▶ [To be done]: Reproduce each of the following entries verbatim, keeping every line in its original order.
+++
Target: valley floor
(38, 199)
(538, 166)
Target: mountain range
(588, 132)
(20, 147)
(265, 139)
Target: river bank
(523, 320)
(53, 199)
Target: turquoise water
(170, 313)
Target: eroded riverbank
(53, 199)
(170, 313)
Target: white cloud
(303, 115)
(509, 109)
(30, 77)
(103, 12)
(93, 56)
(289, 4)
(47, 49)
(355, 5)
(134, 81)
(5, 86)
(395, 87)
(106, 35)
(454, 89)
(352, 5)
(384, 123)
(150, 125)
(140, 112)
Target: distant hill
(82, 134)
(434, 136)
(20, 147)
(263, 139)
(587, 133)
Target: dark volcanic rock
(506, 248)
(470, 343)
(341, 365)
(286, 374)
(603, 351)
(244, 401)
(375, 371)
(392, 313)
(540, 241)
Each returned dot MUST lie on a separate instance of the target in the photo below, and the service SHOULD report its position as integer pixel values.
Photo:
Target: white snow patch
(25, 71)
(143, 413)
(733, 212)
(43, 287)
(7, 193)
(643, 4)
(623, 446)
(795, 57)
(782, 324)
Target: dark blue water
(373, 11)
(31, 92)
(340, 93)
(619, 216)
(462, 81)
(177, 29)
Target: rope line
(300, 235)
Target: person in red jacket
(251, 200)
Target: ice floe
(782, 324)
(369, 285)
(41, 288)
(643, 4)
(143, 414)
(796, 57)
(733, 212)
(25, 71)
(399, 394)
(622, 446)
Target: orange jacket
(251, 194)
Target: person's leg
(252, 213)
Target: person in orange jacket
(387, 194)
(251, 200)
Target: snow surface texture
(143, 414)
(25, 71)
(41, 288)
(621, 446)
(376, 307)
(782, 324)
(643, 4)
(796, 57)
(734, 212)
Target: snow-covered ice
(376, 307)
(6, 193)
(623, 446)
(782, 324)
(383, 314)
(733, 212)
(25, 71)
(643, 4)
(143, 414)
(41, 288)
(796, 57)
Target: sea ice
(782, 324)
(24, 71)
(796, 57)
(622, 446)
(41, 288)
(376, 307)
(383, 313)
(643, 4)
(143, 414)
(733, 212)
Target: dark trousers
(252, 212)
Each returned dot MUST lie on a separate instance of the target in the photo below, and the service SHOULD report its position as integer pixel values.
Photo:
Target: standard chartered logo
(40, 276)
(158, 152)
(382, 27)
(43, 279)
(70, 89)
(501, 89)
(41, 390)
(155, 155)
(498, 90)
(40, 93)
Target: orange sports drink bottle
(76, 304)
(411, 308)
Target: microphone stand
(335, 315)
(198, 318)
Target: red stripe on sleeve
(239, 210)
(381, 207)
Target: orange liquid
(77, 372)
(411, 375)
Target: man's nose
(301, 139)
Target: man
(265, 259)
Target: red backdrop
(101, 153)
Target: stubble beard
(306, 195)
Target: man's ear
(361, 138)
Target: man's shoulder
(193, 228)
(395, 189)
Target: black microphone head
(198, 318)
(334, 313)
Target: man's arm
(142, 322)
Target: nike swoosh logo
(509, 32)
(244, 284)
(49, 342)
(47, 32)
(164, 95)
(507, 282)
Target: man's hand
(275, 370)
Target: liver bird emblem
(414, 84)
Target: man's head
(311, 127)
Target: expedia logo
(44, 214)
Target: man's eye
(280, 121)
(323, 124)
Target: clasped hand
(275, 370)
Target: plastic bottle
+++
▶ [Result]:
Target: valley floor
(38, 199)
(538, 166)
Target: mountain range
(588, 132)
(20, 147)
(265, 139)
Target: river bank
(523, 320)
(53, 199)
Target: turquoise water
(170, 313)
Target: eroded riverbank
(53, 199)
(170, 313)
Target: white cloud
(303, 115)
(509, 109)
(30, 77)
(103, 12)
(93, 56)
(289, 4)
(47, 49)
(355, 5)
(134, 81)
(5, 86)
(395, 87)
(106, 35)
(454, 89)
(352, 5)
(384, 123)
(150, 125)
(140, 112)
Target: distant hill
(82, 134)
(434, 136)
(20, 147)
(263, 139)
(587, 133)
Target: dark volcanic rock
(506, 248)
(470, 343)
(341, 365)
(286, 374)
(603, 351)
(244, 401)
(375, 371)
(392, 313)
(540, 241)
Each returned dot MUST lie on a separate instance of the target in the photo below, and the service SHOULD report its position as integer pixel values.
Photo:
Target: white snow patch
(25, 71)
(143, 413)
(733, 212)
(43, 287)
(7, 193)
(643, 4)
(623, 446)
(795, 57)
(782, 324)
Target: dark blue water
(373, 11)
(31, 92)
(340, 93)
(619, 216)
(462, 81)
(177, 29)
Target: rope line
(300, 235)
Target: person in red jacket
(251, 200)
Target: ice floe
(782, 324)
(369, 285)
(41, 288)
(643, 4)
(143, 414)
(796, 57)
(733, 212)
(25, 71)
(399, 394)
(622, 446)
Target: orange jacket
(251, 194)
Target: person's leg
(252, 213)
Target: person in orange jacket
(387, 194)
(251, 200)
Target: snow surface texture
(143, 414)
(25, 71)
(41, 288)
(621, 446)
(376, 307)
(782, 324)
(643, 4)
(796, 57)
(734, 212)
Target: snow-covered ice
(376, 307)
(6, 193)
(623, 446)
(782, 324)
(383, 314)
(733, 212)
(25, 71)
(643, 4)
(143, 414)
(41, 288)
(796, 57)
Target: sea ice
(782, 324)
(24, 71)
(796, 57)
(622, 446)
(41, 288)
(376, 307)
(383, 313)
(643, 4)
(143, 414)
(733, 212)
Target: dark trousers
(252, 212)
Each returned dot MUST lie on a separate instance of the target in the photo below, and the service SHOULD report its position as integer pixel values.
Photo:
Target: standard chartered logo
(40, 276)
(158, 152)
(382, 27)
(43, 279)
(70, 89)
(501, 89)
(41, 390)
(155, 155)
(498, 90)
(40, 93)
Target: orange sports drink bottle
(76, 304)
(411, 308)
Target: microphone stand
(335, 315)
(198, 318)
Target: red stripe on sleeve
(239, 210)
(381, 207)
Target: orange liquid
(77, 372)
(411, 375)
Target: man's nose
(301, 139)
Target: man
(265, 259)
Target: red backdrop
(101, 153)
Target: stubble beard
(306, 195)
Target: man's ear
(361, 138)
Target: man's shoulder
(193, 228)
(395, 189)
Target: black microphone head
(198, 318)
(334, 313)
Target: man's arm
(142, 322)
Target: nike swoosh logo
(509, 32)
(244, 284)
(49, 342)
(47, 32)
(164, 95)
(507, 282)
Target: man's hand
(275, 370)
Target: liver bird emblem
(414, 84)
Target: man's head
(311, 127)
Target: expedia logo
(44, 214)
Target: man's eye
(280, 121)
(323, 124)
Target: clasped hand
(275, 370)
Target: plastic bottle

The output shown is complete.